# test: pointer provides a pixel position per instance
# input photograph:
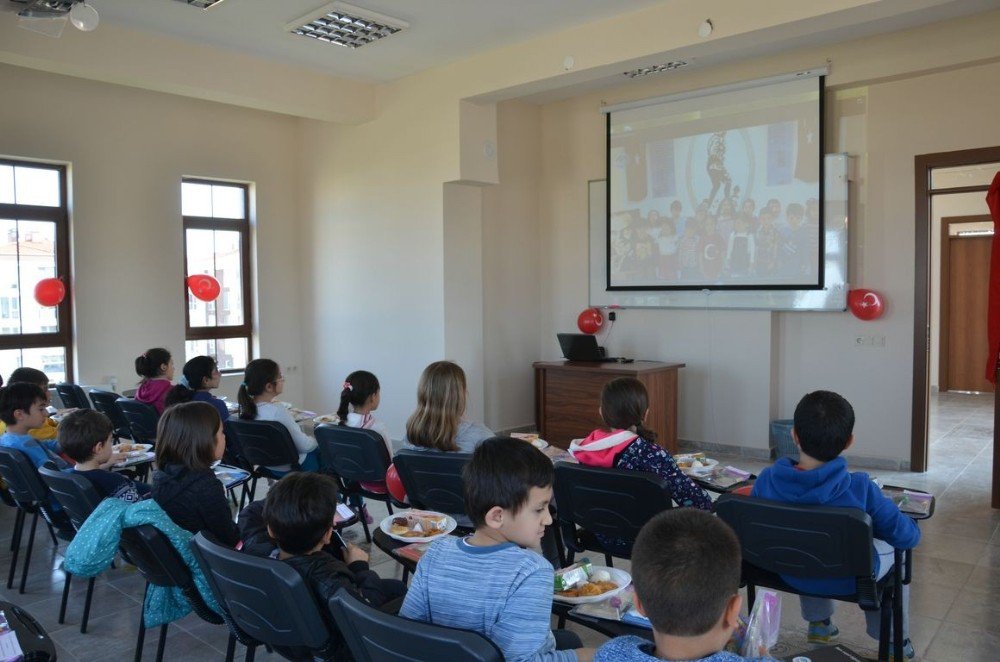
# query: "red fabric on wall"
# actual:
(993, 202)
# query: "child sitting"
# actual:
(22, 408)
(156, 367)
(489, 581)
(361, 396)
(199, 376)
(439, 422)
(686, 573)
(47, 430)
(630, 445)
(262, 383)
(85, 436)
(823, 428)
(299, 512)
(189, 440)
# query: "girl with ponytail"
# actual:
(360, 397)
(262, 383)
(629, 444)
(200, 375)
(156, 368)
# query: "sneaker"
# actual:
(908, 652)
(822, 632)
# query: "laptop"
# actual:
(582, 347)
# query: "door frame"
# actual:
(944, 309)
(923, 164)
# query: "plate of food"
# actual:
(582, 582)
(132, 450)
(417, 525)
(695, 464)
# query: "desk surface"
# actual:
(610, 367)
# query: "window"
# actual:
(34, 244)
(217, 243)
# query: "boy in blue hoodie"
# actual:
(823, 428)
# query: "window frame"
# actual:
(59, 216)
(242, 226)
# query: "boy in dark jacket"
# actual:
(823, 429)
(299, 513)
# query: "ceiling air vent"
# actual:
(202, 4)
(345, 25)
(655, 69)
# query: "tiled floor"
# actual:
(955, 595)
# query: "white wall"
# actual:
(128, 150)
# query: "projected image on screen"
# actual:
(717, 191)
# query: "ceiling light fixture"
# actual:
(345, 25)
(202, 4)
(49, 17)
(655, 69)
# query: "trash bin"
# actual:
(781, 439)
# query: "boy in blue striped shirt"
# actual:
(494, 582)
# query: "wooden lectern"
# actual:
(568, 396)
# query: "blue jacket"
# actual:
(833, 485)
(93, 549)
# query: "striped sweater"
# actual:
(501, 591)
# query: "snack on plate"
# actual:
(418, 524)
(588, 589)
(570, 576)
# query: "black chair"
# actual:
(814, 542)
(78, 497)
(72, 396)
(142, 420)
(433, 481)
(611, 503)
(266, 600)
(32, 498)
(151, 552)
(375, 636)
(356, 456)
(106, 402)
(263, 444)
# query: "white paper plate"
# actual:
(708, 463)
(135, 451)
(620, 577)
(449, 526)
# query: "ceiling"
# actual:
(441, 31)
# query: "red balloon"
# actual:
(394, 484)
(50, 292)
(204, 287)
(866, 305)
(590, 320)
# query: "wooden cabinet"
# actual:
(568, 396)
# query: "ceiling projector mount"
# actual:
(49, 17)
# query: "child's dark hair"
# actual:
(624, 403)
(358, 387)
(81, 430)
(299, 510)
(502, 472)
(258, 374)
(196, 371)
(18, 395)
(147, 364)
(185, 435)
(686, 567)
(824, 423)
(29, 376)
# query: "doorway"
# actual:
(966, 242)
(937, 175)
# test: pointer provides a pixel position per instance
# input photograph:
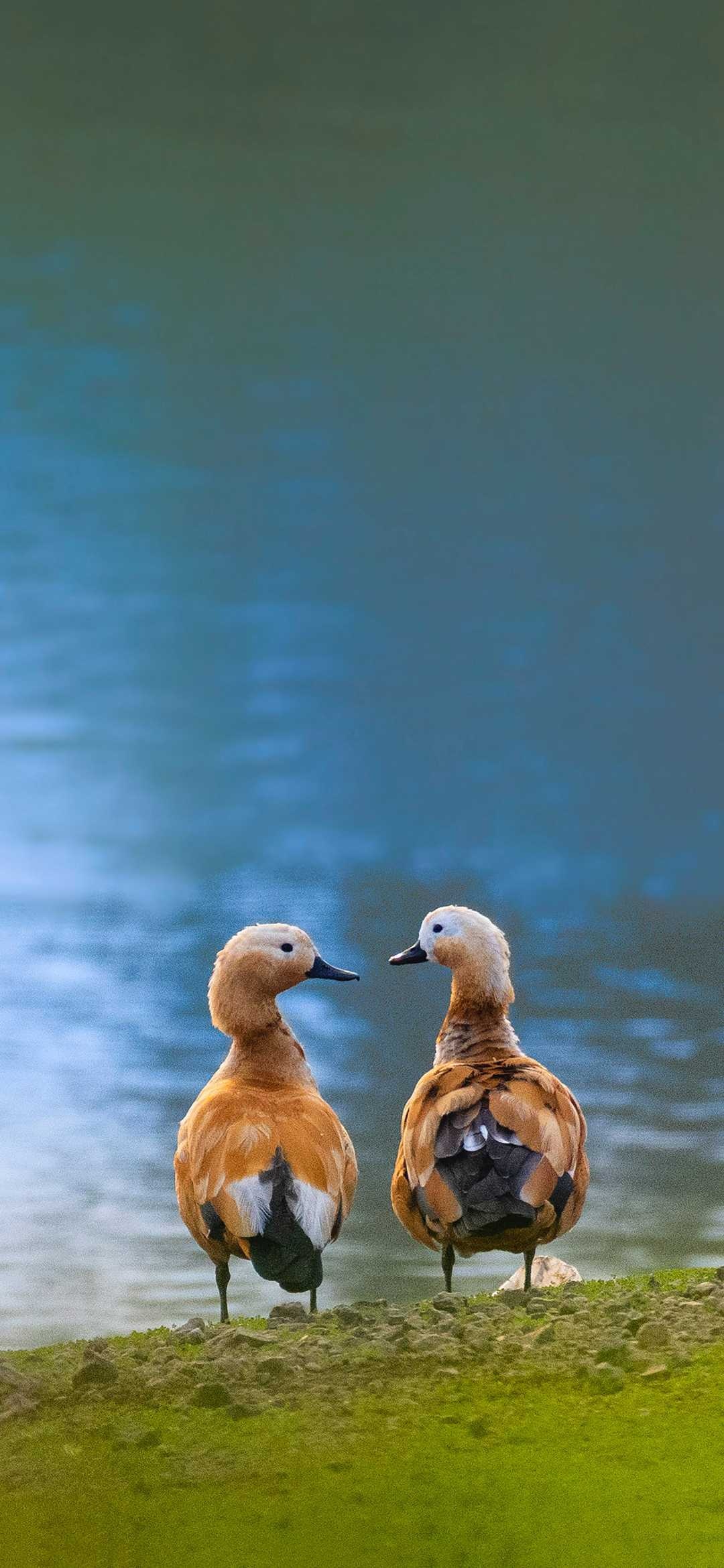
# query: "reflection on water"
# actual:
(361, 551)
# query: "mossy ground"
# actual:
(581, 1426)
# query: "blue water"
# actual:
(361, 507)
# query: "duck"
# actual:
(493, 1145)
(263, 1167)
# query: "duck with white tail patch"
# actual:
(493, 1145)
(263, 1167)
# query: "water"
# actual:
(363, 551)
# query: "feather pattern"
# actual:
(228, 1144)
(491, 1156)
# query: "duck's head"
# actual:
(469, 944)
(259, 963)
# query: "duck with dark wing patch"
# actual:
(263, 1167)
(493, 1145)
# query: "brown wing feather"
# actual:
(522, 1096)
(234, 1129)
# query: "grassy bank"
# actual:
(581, 1426)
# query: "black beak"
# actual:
(411, 956)
(322, 971)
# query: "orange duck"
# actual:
(263, 1167)
(493, 1145)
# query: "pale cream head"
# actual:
(469, 944)
(262, 962)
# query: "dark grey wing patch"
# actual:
(562, 1192)
(486, 1167)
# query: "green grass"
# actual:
(422, 1463)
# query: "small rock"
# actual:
(607, 1379)
(287, 1313)
(272, 1364)
(546, 1272)
(17, 1380)
(210, 1396)
(475, 1340)
(613, 1352)
(447, 1303)
(541, 1336)
(652, 1336)
(248, 1338)
(96, 1372)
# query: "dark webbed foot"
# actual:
(221, 1283)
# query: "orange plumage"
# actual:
(263, 1167)
(493, 1145)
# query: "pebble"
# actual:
(607, 1379)
(95, 1371)
(287, 1313)
(652, 1335)
(210, 1396)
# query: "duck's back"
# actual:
(491, 1156)
(265, 1172)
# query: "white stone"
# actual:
(546, 1272)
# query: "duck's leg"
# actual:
(221, 1283)
(528, 1266)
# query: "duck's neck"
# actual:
(265, 1051)
(475, 1027)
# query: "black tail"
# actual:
(284, 1252)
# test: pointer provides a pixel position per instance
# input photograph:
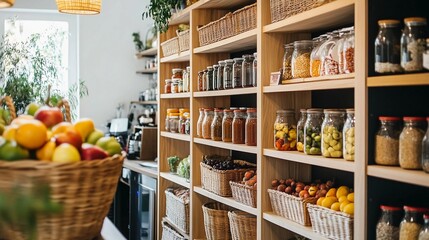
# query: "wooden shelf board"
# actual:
(317, 83)
(399, 80)
(224, 145)
(177, 136)
(416, 177)
(226, 200)
(334, 163)
(180, 57)
(292, 226)
(242, 41)
(175, 95)
(334, 14)
(175, 179)
(229, 92)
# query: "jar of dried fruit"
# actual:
(285, 131)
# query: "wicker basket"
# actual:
(85, 191)
(216, 222)
(243, 194)
(177, 211)
(291, 207)
(331, 224)
(170, 47)
(243, 225)
(217, 181)
(168, 233)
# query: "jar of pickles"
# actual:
(285, 131)
(312, 131)
(300, 130)
(349, 136)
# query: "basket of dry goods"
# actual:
(177, 207)
(218, 171)
(242, 225)
(56, 184)
(245, 191)
(216, 221)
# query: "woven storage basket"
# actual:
(177, 211)
(243, 194)
(216, 222)
(331, 224)
(168, 233)
(84, 189)
(291, 207)
(170, 47)
(243, 225)
(217, 181)
(184, 43)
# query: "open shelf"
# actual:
(177, 136)
(224, 145)
(226, 200)
(292, 226)
(229, 92)
(175, 179)
(334, 163)
(242, 41)
(416, 177)
(399, 80)
(179, 57)
(334, 14)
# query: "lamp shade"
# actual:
(84, 7)
(6, 3)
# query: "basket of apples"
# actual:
(75, 161)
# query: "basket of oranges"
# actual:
(57, 178)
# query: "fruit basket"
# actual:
(331, 224)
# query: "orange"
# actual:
(31, 134)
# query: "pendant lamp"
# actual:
(6, 3)
(83, 7)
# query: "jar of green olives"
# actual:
(332, 133)
(312, 138)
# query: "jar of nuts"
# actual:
(332, 133)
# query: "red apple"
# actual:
(91, 152)
(70, 136)
(50, 116)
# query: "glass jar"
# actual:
(285, 130)
(239, 126)
(349, 136)
(332, 133)
(413, 44)
(410, 143)
(312, 127)
(247, 71)
(251, 130)
(300, 130)
(255, 70)
(227, 74)
(411, 224)
(301, 58)
(387, 141)
(200, 123)
(228, 116)
(216, 125)
(167, 87)
(388, 224)
(237, 72)
(387, 47)
(208, 119)
(287, 62)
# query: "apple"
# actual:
(91, 152)
(50, 116)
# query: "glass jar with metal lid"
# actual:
(387, 47)
(413, 44)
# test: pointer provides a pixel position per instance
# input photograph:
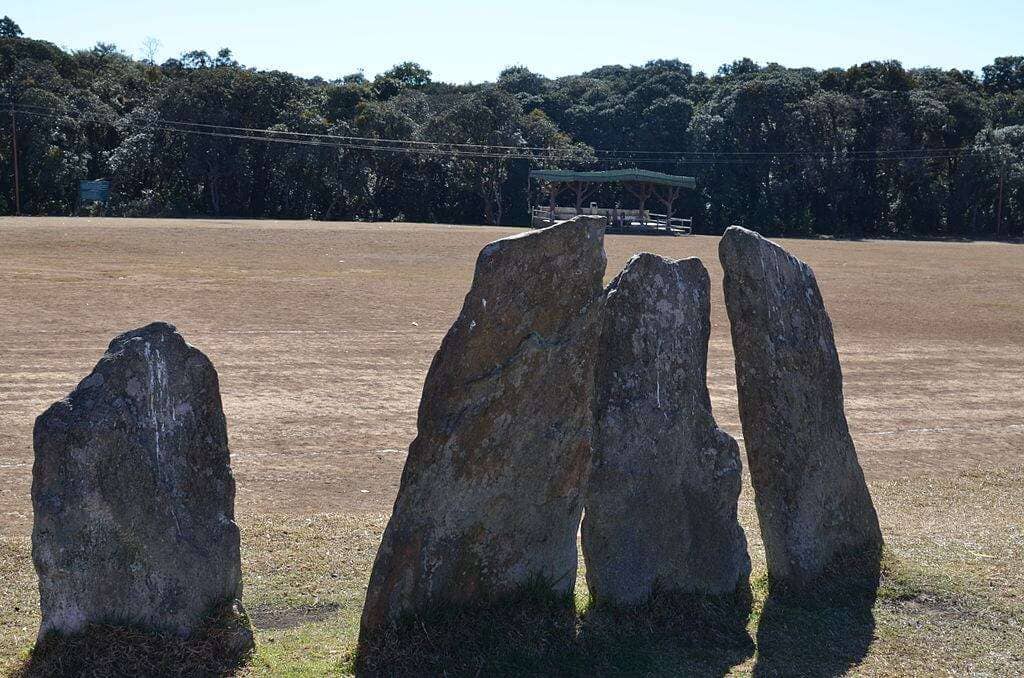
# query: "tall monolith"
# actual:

Work instruction: Across the listing above, find all lines where the word "jacket" is present and copy them.

Result:
# query: "boy in dark jacket"
# query: "blue jacket"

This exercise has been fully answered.